**Task item A:** Convert the entries, from the beginning of the entries through the line containing "119V150L98 149L95 95L86", into a JSON list of strings with one string per line and blank lines omitted. Leave out any pictures.

**Extract provided:**
%%

For the last month or so, I have been working intensively on my new personal website www.tarekshalaby.com. I guess for me, designing is an effective approach to releasing stress and lots of negative emotions stored inside me, and I’m actually quite happy with the outcome. The website is complete, and you can see it, but I won’t be publicly announcing it and try to steer traffic towards it until a couple of days from now. It’s always good to be in private beta for a short while, just to make sure everything goes smoothly and according to plan. I’m hopeful my new website will help generate the necessary income I need for the coming period.

I also got some injuries, which led me to pay a visit to the doctor, but that’s a whole story on its own that merits a dedicated post. The bottom line is that I’m not screwed, but I’m not doing so well either. But I’m going to have to wait till I’m back in Egypt to get proper treatment.

I’ve also reached some conclusions regarding friendships with Europeans (especially people from the North), albeit not so positive ones. But I just realize how living in Cairo made me forget how many “friends” are like in the West. Thank God I’m going back home within a couple of months. I would never be able to live in the West indefinitely. Although you can always find the right people, I guess, no matter where you are.

VISITS! Definitely gave me a boost. Ruth Pimentel and Dani Ortiz were in Paris for eight days – had a blast. I’ve added the photos they sent me to the photo gallery page so that you can check them out. Also TONES, officially names Tony Haddad, was in the second capital of Love for about four days, and I think I’ve laughed more than during my entire stay! This kid never fails to overwhelm you, in every way! If laughter is the best cure, then Tones merits a PhD!

%%

**Provided records:**
%%

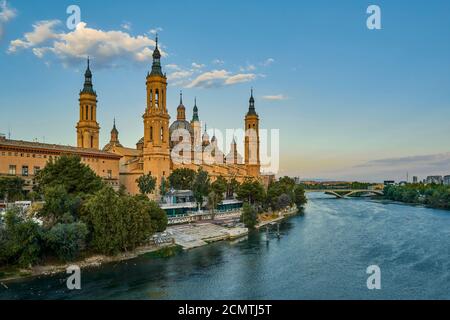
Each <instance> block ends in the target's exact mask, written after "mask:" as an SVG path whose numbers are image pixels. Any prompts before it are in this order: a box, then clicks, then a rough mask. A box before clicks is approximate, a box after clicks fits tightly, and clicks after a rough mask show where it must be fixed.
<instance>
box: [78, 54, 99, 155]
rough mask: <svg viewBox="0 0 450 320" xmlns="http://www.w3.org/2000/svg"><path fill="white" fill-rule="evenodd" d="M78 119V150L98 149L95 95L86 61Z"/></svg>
mask: <svg viewBox="0 0 450 320" xmlns="http://www.w3.org/2000/svg"><path fill="white" fill-rule="evenodd" d="M79 102H80V119H79V121H78V123H77V126H76V128H77V146H78V148H87V149H98V147H99V133H100V126H99V125H98V122H97V93H96V92H95V91H94V88H93V86H92V72H91V69H90V66H89V58H88V60H87V69H86V72H85V73H84V87H83V90H81V91H80V99H79Z"/></svg>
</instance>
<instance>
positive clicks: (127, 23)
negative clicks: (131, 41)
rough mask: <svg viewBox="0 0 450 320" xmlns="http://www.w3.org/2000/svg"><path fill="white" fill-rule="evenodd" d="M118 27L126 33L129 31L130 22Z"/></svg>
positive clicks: (126, 21)
mask: <svg viewBox="0 0 450 320" xmlns="http://www.w3.org/2000/svg"><path fill="white" fill-rule="evenodd" d="M120 27H121V28H122V29H125V30H127V31H130V30H131V22H128V21H126V22H124V23H122V24H121V25H120Z"/></svg>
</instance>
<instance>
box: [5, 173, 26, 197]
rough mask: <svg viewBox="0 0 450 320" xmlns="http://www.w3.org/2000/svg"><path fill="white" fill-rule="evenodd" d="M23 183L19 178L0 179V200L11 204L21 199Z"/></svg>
mask: <svg viewBox="0 0 450 320" xmlns="http://www.w3.org/2000/svg"><path fill="white" fill-rule="evenodd" d="M24 185H25V181H24V180H23V179H22V178H20V177H0V199H5V201H6V202H8V201H9V202H13V201H17V200H20V199H22V197H23V187H24Z"/></svg>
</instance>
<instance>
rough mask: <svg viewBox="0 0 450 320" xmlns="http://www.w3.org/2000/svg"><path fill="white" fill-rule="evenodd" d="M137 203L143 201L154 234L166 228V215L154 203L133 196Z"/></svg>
mask: <svg viewBox="0 0 450 320" xmlns="http://www.w3.org/2000/svg"><path fill="white" fill-rule="evenodd" d="M135 197H136V199H137V200H138V201H143V202H144V205H145V206H146V207H147V211H148V213H149V215H150V219H151V223H152V230H153V231H155V232H163V231H164V230H166V228H167V223H168V219H167V214H166V212H165V211H164V210H163V209H161V208H160V207H159V206H158V204H157V203H156V202H154V201H150V200H149V199H148V198H147V197H142V196H139V195H138V196H135Z"/></svg>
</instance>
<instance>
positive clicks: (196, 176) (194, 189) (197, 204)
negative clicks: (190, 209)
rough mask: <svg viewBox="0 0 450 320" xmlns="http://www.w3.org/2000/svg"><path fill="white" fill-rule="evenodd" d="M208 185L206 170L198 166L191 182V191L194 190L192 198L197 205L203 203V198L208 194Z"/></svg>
mask: <svg viewBox="0 0 450 320" xmlns="http://www.w3.org/2000/svg"><path fill="white" fill-rule="evenodd" d="M210 185H211V183H210V179H209V175H208V172H206V171H204V170H203V169H202V168H199V169H198V171H197V174H196V175H195V179H194V183H193V184H192V191H193V192H194V199H195V202H196V204H197V206H201V205H202V204H203V198H204V197H206V196H207V195H208V194H209V190H210Z"/></svg>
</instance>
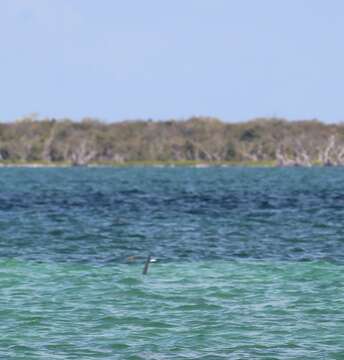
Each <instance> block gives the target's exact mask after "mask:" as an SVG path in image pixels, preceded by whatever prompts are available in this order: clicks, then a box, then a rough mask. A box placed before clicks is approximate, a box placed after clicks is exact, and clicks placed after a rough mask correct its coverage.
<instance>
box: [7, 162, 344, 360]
mask: <svg viewBox="0 0 344 360" xmlns="http://www.w3.org/2000/svg"><path fill="white" fill-rule="evenodd" d="M343 181H344V172H343V171H342V170H341V169H331V168H324V169H320V168H318V169H317V168H315V169H240V168H219V169H210V168H207V169H191V168H189V169H179V168H174V169H167V168H166V169H165V168H162V169H156V168H131V169H111V168H104V169H101V168H99V169H98V168H95V169H83V168H76V169H1V170H0V289H1V290H0V291H1V296H0V334H1V337H0V357H1V358H4V359H228V358H230V359H342V358H344V345H343V344H344V297H343V281H344V274H343V257H344V255H343V254H344V245H343V244H344V239H343V227H342V220H343V215H344V190H343V183H344V182H343ZM149 252H151V253H152V254H153V255H154V256H155V257H157V260H158V261H157V262H156V263H152V264H151V266H150V269H149V274H148V275H147V276H143V275H142V274H141V273H142V268H143V263H144V259H145V257H146V256H147V254H148V253H149Z"/></svg>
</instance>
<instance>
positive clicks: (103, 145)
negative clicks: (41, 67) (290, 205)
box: [0, 117, 344, 166]
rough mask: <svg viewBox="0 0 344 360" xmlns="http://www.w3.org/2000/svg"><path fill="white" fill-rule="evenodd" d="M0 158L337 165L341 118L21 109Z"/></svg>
mask: <svg viewBox="0 0 344 360" xmlns="http://www.w3.org/2000/svg"><path fill="white" fill-rule="evenodd" d="M0 162H1V163H3V164H18V165H21V164H27V163H35V164H41V165H51V164H56V165H89V164H103V165H115V164H117V165H130V164H147V165H153V164H155V165H163V164H177V165H196V164H201V163H210V164H228V165H231V164H242V165H255V164H258V165H270V166H271V165H279V166H311V165H344V124H324V123H321V122H320V121H317V120H308V121H293V122H290V121H287V120H284V119H278V118H259V119H254V120H251V121H248V122H244V123H224V122H221V121H220V120H219V119H216V118H211V117H192V118H190V119H187V120H168V121H151V120H146V121H145V120H137V121H122V122H116V123H104V122H101V121H98V120H96V119H90V118H85V119H83V120H82V121H81V122H73V121H71V120H69V119H60V120H56V119H42V120H37V119H35V118H31V117H27V118H24V119H21V120H20V121H16V122H12V123H1V124H0Z"/></svg>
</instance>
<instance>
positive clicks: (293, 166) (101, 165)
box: [0, 161, 326, 168]
mask: <svg viewBox="0 0 344 360" xmlns="http://www.w3.org/2000/svg"><path fill="white" fill-rule="evenodd" d="M79 167H80V168H81V167H87V168H94V167H109V168H128V167H155V168H174V167H193V168H210V167H247V168H251V167H264V168H275V167H284V168H285V167H326V165H323V164H319V163H314V164H311V165H310V166H302V165H289V166H288V165H286V166H281V165H279V164H278V163H277V161H216V162H215V161H214V162H199V161H128V162H122V163H118V162H117V163H116V162H90V163H88V164H84V165H75V164H72V163H68V162H0V168H79Z"/></svg>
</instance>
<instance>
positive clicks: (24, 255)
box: [0, 168, 344, 264]
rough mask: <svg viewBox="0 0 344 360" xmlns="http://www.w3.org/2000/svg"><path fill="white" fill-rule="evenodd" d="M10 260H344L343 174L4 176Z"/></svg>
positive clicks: (173, 170) (294, 171)
mask: <svg viewBox="0 0 344 360" xmlns="http://www.w3.org/2000/svg"><path fill="white" fill-rule="evenodd" d="M0 181H1V182H0V231H1V239H0V254H1V256H2V257H3V258H6V257H10V258H14V257H15V258H20V259H32V260H40V261H48V260H51V261H77V262H92V263H95V264H101V263H109V262H123V261H126V258H127V257H128V256H133V255H134V256H137V255H144V256H145V255H146V253H147V252H148V251H150V250H151V251H153V252H154V255H156V256H158V257H159V258H163V259H164V261H171V260H173V261H195V260H210V259H228V260H230V259H237V258H247V259H275V260H293V261H301V260H303V261H307V260H315V259H326V260H328V261H342V260H343V259H344V241H343V234H344V231H343V227H342V220H343V216H344V186H343V184H344V172H343V170H342V169H322V168H315V169H238V168H224V169H222V168H219V169H192V168H191V169H190V168H187V169H180V168H173V169H154V168H130V169H111V168H103V169H83V168H76V169H31V170H30V169H2V170H1V172H0Z"/></svg>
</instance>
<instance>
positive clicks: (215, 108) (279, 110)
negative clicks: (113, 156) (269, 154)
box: [0, 0, 344, 122]
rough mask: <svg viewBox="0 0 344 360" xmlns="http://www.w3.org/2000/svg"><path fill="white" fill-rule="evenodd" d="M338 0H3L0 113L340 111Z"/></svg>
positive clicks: (184, 112) (5, 118) (11, 118)
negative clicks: (327, 0) (94, 0)
mask: <svg viewBox="0 0 344 360" xmlns="http://www.w3.org/2000/svg"><path fill="white" fill-rule="evenodd" d="M343 35H344V1H342V0H328V1H325V0H259V1H256V0H164V1H162V0H144V1H143V0H125V1H123V0H99V1H94V0H0V56H1V57H0V59H1V60H0V81H1V83H0V104H1V106H0V121H14V120H16V119H18V118H21V117H23V116H26V115H29V114H38V115H36V116H38V117H41V118H42V117H56V118H62V117H69V118H72V119H75V120H79V119H81V118H83V117H95V118H98V119H101V120H104V121H119V120H125V119H153V120H164V119H170V118H177V119H183V118H187V117H190V116H214V117H218V118H220V119H222V120H223V121H245V120H249V119H252V118H256V117H284V118H288V119H292V120H294V119H313V118H317V119H320V120H322V121H325V122H339V121H342V120H344V101H343V100H344V91H343V90H344V41H343Z"/></svg>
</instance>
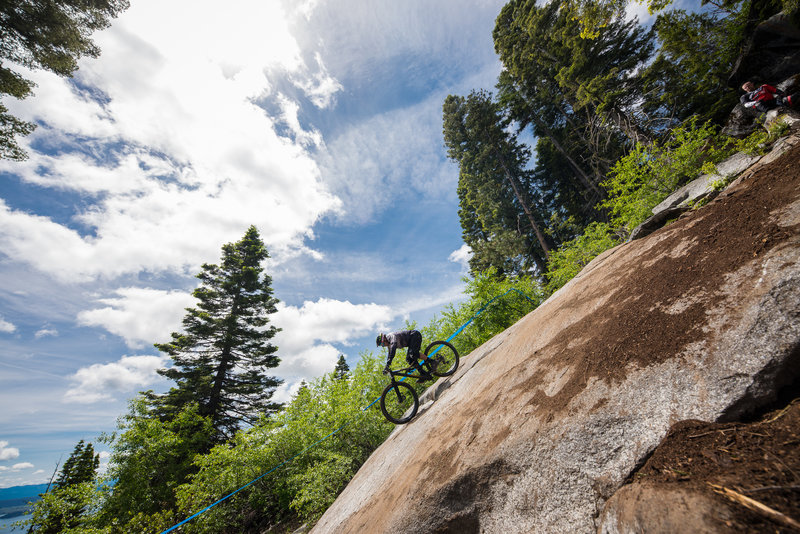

%%

**Task item B:**
Using the personal update, answer:
(i) How many days were Ruth Pimentel and Dani Ortiz in Paris?
(ii) Where does the writer expect to get proper treatment for the injuries?
(iii) What is the official name of the visitor called Tones?

**Exercise output A:**
[
  "Each <instance> block ends in the target's exact mask, written after \"mask:\" as an SVG path whose numbers are image pixels. Any prompts before it are in this order: a box, then clicks, then a rough mask. A box before clicks is approximate, a box after clicks fits tightly, and clicks after a rough mask show where it must be fixed.",
  "<instance>",
  "box: [78, 54, 99, 155]",
  "rough mask: <svg viewBox=\"0 0 450 320\" xmlns=\"http://www.w3.org/2000/svg\"><path fill=\"white\" fill-rule=\"evenodd\" d=\"M78 119V150L98 149L95 95L86 61Z\"/></svg>"
]

**Exercise output B:**
(i) Eight days.
(ii) In Egypt.
(iii) Tony Haddad.